→ **What to do**: Find "Target: crane boom" and "point: crane cable" in the records below. Copy the lines holding them and every line between, exactly, and no others.

##### Extracted data

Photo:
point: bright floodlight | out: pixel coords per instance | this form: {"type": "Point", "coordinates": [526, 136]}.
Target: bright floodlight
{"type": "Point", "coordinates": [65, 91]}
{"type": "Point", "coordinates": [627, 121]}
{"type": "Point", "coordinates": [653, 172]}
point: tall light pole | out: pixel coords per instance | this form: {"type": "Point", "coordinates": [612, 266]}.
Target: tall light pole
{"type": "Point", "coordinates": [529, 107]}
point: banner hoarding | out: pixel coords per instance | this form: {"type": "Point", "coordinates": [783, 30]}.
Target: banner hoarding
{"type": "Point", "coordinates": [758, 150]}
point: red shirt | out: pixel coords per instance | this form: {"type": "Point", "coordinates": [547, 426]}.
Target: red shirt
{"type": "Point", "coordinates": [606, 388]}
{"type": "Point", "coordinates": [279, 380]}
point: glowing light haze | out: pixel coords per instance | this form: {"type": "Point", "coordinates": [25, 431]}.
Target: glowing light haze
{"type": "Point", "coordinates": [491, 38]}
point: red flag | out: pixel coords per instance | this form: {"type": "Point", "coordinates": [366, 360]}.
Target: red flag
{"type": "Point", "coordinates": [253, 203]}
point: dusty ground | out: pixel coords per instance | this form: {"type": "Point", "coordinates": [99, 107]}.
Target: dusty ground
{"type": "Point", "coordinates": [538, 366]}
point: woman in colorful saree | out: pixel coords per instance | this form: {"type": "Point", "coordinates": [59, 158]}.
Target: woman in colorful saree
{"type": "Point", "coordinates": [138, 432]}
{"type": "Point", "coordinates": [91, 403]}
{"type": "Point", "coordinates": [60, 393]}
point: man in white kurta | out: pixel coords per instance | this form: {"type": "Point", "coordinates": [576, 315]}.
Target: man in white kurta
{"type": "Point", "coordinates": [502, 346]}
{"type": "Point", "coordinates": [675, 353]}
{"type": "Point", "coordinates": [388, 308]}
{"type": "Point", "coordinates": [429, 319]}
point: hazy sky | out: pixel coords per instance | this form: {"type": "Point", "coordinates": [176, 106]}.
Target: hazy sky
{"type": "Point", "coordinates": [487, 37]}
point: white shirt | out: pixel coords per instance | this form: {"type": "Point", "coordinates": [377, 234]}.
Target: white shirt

##########
##### Extracted data

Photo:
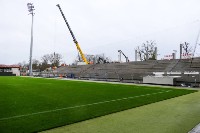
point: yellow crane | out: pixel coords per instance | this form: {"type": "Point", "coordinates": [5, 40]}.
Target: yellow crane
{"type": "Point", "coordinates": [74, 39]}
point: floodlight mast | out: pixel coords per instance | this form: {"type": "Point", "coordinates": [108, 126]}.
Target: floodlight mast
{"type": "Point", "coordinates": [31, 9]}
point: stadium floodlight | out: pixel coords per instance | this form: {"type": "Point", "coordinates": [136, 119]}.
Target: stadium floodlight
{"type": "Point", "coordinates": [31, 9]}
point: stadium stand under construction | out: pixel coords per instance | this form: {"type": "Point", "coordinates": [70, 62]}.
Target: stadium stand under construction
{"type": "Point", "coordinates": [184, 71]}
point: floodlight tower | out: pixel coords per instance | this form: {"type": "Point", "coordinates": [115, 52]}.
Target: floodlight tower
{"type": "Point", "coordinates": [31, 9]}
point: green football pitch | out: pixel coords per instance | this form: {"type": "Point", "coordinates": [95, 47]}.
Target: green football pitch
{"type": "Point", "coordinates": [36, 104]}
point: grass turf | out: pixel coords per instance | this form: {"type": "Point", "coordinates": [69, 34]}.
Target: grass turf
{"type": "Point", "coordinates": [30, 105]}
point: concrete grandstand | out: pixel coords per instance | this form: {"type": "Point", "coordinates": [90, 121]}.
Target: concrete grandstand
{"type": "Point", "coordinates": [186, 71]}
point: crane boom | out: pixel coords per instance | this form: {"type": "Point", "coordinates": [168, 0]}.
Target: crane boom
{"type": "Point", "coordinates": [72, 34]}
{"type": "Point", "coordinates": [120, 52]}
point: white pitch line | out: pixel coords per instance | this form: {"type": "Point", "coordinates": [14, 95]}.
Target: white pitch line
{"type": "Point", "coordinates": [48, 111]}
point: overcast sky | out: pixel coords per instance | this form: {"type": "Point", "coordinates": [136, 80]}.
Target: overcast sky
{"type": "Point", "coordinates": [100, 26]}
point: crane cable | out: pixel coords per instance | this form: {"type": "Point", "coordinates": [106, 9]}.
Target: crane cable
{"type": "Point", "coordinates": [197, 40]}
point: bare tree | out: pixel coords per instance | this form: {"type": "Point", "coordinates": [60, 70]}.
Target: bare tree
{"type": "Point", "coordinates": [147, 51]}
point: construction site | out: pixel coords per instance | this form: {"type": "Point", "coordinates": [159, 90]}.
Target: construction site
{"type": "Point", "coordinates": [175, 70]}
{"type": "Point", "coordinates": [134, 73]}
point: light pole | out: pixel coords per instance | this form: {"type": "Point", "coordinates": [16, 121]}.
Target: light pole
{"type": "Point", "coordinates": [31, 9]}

##########

→ **Solution below**:
Target: crane boom
{"type": "Point", "coordinates": [72, 34]}
{"type": "Point", "coordinates": [120, 52]}
point: white pitch line | out: pixel coords per instance | this form: {"type": "Point", "coordinates": [14, 95]}.
Target: white pitch line
{"type": "Point", "coordinates": [48, 111]}
point: overcast sky | out: pixel coords per instance | this form: {"type": "Point", "coordinates": [136, 80]}.
Target: overcast sky
{"type": "Point", "coordinates": [100, 26]}
point: crane cable | out: pixel coords per instance | this form: {"type": "Point", "coordinates": [106, 9]}.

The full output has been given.